* Problem: Start to finish, print the entries exactly, and carry none of the pictures over.

[Collection entries]
↓↓↓

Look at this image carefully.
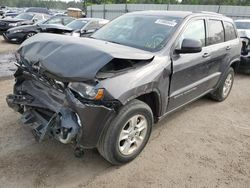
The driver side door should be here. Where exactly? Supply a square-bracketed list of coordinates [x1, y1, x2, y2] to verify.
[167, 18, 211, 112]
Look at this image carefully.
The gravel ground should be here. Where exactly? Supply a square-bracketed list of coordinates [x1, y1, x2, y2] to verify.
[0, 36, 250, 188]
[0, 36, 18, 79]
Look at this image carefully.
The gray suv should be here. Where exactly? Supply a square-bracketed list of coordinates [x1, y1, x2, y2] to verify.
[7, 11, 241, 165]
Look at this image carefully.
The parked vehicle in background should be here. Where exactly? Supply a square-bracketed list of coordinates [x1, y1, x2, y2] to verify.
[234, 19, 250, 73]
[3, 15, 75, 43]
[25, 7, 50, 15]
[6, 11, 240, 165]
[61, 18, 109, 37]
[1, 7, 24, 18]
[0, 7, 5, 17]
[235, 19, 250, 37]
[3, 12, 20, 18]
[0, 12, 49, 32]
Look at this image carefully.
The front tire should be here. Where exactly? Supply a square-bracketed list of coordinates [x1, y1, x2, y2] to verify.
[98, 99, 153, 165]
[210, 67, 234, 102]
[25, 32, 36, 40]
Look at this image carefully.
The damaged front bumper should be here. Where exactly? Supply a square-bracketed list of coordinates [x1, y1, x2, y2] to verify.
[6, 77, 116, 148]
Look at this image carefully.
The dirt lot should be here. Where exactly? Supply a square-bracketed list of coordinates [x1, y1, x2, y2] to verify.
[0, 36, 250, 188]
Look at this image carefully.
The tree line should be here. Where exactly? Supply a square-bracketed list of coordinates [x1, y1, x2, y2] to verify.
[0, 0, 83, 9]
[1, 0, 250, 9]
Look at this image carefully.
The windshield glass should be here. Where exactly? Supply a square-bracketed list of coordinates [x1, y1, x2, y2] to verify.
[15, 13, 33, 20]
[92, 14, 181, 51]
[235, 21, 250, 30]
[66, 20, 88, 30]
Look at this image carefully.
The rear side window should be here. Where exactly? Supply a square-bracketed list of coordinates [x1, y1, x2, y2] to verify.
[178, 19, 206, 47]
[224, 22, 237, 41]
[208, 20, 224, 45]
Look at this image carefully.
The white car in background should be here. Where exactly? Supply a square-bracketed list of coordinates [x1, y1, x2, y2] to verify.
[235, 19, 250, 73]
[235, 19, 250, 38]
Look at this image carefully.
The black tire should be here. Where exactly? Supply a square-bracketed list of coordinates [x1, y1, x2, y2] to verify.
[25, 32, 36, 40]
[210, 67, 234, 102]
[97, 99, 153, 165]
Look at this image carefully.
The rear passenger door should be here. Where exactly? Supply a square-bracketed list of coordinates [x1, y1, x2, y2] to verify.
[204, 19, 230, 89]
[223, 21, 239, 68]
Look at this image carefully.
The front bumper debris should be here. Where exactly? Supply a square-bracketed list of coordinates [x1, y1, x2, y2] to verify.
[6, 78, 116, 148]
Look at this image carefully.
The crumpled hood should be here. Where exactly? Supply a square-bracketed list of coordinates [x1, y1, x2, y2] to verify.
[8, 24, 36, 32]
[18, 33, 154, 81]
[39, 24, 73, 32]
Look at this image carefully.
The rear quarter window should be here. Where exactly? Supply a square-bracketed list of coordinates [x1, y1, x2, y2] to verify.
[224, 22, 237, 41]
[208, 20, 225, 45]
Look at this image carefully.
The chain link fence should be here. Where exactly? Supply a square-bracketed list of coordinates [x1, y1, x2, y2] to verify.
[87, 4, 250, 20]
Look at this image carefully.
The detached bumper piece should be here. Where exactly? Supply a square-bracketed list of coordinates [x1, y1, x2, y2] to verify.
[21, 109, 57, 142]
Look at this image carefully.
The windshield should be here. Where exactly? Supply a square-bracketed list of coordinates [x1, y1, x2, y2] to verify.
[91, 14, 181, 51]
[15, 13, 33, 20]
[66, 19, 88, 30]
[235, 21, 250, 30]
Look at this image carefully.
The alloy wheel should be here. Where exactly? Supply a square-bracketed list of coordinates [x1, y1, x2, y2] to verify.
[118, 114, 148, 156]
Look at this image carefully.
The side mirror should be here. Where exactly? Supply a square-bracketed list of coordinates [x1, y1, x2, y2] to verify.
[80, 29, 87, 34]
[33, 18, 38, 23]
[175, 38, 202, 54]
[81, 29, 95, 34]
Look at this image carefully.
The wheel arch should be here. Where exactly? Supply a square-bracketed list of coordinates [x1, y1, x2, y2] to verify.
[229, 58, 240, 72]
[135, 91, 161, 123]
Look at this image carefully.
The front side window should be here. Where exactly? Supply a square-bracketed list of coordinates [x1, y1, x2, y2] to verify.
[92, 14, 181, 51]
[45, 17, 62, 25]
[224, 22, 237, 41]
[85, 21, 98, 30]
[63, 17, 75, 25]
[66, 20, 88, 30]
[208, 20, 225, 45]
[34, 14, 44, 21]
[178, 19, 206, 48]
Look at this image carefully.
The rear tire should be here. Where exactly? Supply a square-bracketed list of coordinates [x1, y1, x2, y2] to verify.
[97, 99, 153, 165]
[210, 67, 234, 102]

↑↑↑

* Written response:
Look at this image carefully.
The driver side door should be here. Where exactly? Supply a square-bracketed list of coordinates [x1, y1, x2, y2] to verify.
[167, 18, 211, 112]
Look at this image carefully.
The gravel ground should be here. Where exactly? Supply a square-bracketed list of coordinates [x1, y1, x2, y2] to verify.
[0, 36, 250, 188]
[0, 36, 18, 79]
Look at this image carefully.
The gray suv should be here. Where exactly? Supply a square-bracketed list of coordinates [x1, y1, x2, y2] to verify.
[7, 11, 241, 165]
Look at this image carefully.
The parked vehicle in background should be here. Where exactly? Supply a square-bracketed list of coordinates [x1, y1, x2, y2] to verify.
[234, 19, 250, 73]
[3, 15, 75, 43]
[25, 7, 50, 15]
[6, 11, 240, 165]
[61, 18, 109, 37]
[1, 7, 24, 18]
[0, 7, 5, 17]
[235, 19, 250, 37]
[3, 12, 20, 18]
[0, 12, 49, 32]
Look at this image carefully.
The front tire should be here. Where exactly? Supply a square-bracketed list of coordinates [x1, y1, x2, y2] to verify.
[98, 99, 153, 165]
[210, 67, 234, 102]
[25, 32, 36, 40]
Look at this image carefully.
The damaged front bumper should be here. Where exactly? Supply a square-bracketed list of coordinates [x1, y1, x2, y2] to verify.
[6, 77, 116, 148]
Look at this image carefully.
The dirt lot should be here. Where exactly? Supply a square-bracketed list of coordinates [x1, y1, x2, y2] to verify.
[0, 36, 250, 188]
Look at this image carefully.
The tree line should be here. Where exactly? Supply a square-bracketed list of coordinates [x1, y1, x2, y2] to verify.
[0, 0, 83, 9]
[1, 0, 250, 9]
Look at this image carefully.
The windshield glass should be here. Where exactly? Supply a square-bracketed list of coordinates [x1, y1, x2, y2] to verify.
[15, 13, 33, 20]
[92, 14, 181, 51]
[235, 21, 250, 30]
[66, 20, 88, 30]
Look at this image carefully.
The rear side window should be here. Where exactly? Supply a square-bracketed list of coordinates [x1, y1, x2, y2] to verify.
[178, 19, 206, 47]
[224, 22, 237, 41]
[208, 20, 224, 45]
Look at this image carefully.
The white car in background should be here. Where exactly? Supply a square-bracketed list of coordinates [x1, y1, x2, y2] to verify.
[235, 19, 250, 73]
[235, 19, 250, 38]
Look at this image carefully.
The black tire should be here. Where exactly? Supply a square-bracketed list of coordinates [x1, y1, x2, y2] to verify.
[25, 32, 36, 40]
[210, 67, 234, 102]
[97, 99, 153, 165]
Look at this image carefully.
The rear passenger door should be here. Where exactly? Supply a square-bracketed list of coordinates [x1, y1, x2, y2] to verify.
[204, 19, 230, 89]
[223, 21, 239, 68]
Look at this image carefully.
The front bumper debris should be here. Where exactly? Supply a square-bracketed list of coordinates [x1, y1, x2, y2] to verify.
[6, 78, 116, 148]
Look at this image carefully.
The crumpled hood should be here. Where exactly? Supply a square-bracketed list of coordinates [x1, y1, x2, y2] to verify.
[8, 24, 36, 32]
[18, 33, 154, 81]
[39, 24, 73, 32]
Look at this image carefully.
The rear quarter window should be here. Where exactly? Supply a square-bracketed list of coordinates [x1, y1, x2, y2] to verify.
[224, 22, 237, 41]
[208, 20, 225, 45]
Look at this image carefully.
The chain link fence should be here. Where exactly? Supply a square-bracketed list of coordinates [x1, y1, x2, y2] to verify.
[87, 4, 250, 20]
Look at this image carefully.
The detached bumper piece should be here. Where exactly? Supply a square-bracketed list of coordinates [x1, y1, x2, y2] to verify.
[21, 109, 57, 142]
Look at this image carefully.
The windshield should be here. Where exactly? Supply a square-bracketed list of coordinates [x1, y1, x2, y2] to verify.
[91, 14, 181, 51]
[15, 13, 33, 20]
[66, 19, 88, 30]
[235, 21, 250, 30]
Look at this image carefully.
The alloy wheel should be here. Where exactly? Supply a square-bracketed list of coordinates [x1, y1, x2, y2] to verify.
[118, 114, 148, 156]
Look at this image carefully.
The side mirror should be here. Where exactly? Supply a square-bracketed list of coordinates [x1, y1, x2, y2] to verify.
[80, 29, 87, 34]
[33, 18, 38, 23]
[175, 38, 202, 54]
[81, 29, 95, 34]
Look at this image carefully.
The wheel arch should be here. Where exactly? Supply a square-bracketed list of coordinates [x1, y1, x2, y2] to verify.
[229, 58, 240, 72]
[135, 91, 161, 123]
Look at this image carefully.
The front side window should be here. Where exactly? Supply a square-bracketed list of coordinates [x1, y1, x2, y2] to verify.
[92, 14, 181, 51]
[45, 17, 62, 25]
[224, 22, 237, 41]
[85, 21, 98, 30]
[63, 17, 75, 25]
[66, 20, 88, 30]
[208, 20, 225, 45]
[34, 14, 44, 21]
[178, 19, 206, 48]
Look at this image carefully.
The rear tire should be here. Where exactly? Supply a square-bracketed list of coordinates [x1, y1, x2, y2] to verify.
[97, 99, 153, 165]
[210, 67, 234, 102]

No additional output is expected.